# EXERCISE DETAILS:
The records follow. Retype them without a single change.

── PROVIDED INFORMATION

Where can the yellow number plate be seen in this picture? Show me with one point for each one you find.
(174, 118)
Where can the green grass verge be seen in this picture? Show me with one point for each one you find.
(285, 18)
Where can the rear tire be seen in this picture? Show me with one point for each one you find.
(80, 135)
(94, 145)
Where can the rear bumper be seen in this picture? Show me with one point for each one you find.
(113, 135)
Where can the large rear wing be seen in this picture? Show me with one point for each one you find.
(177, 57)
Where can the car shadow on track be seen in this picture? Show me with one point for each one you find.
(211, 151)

────

# YOUR RESPONSE:
Where can the yellow number plate be seen in this picture? Show me with one point for each one you find.
(174, 118)
Where can the green grass verge be seen in this picture? Show me with one point for each one you find.
(285, 18)
Where can the rear tire be seen in this picture? Show me with one point for each one you find.
(80, 135)
(94, 145)
Where can the rear bumper be seen in this picture? Show me with one point for each one you find.
(113, 135)
Where can the large rear wing be seen in this picture? Show me with one point for each one you find.
(177, 57)
Where can the car shadow on track be seen in this picture? Show me with one point for each one you find.
(211, 151)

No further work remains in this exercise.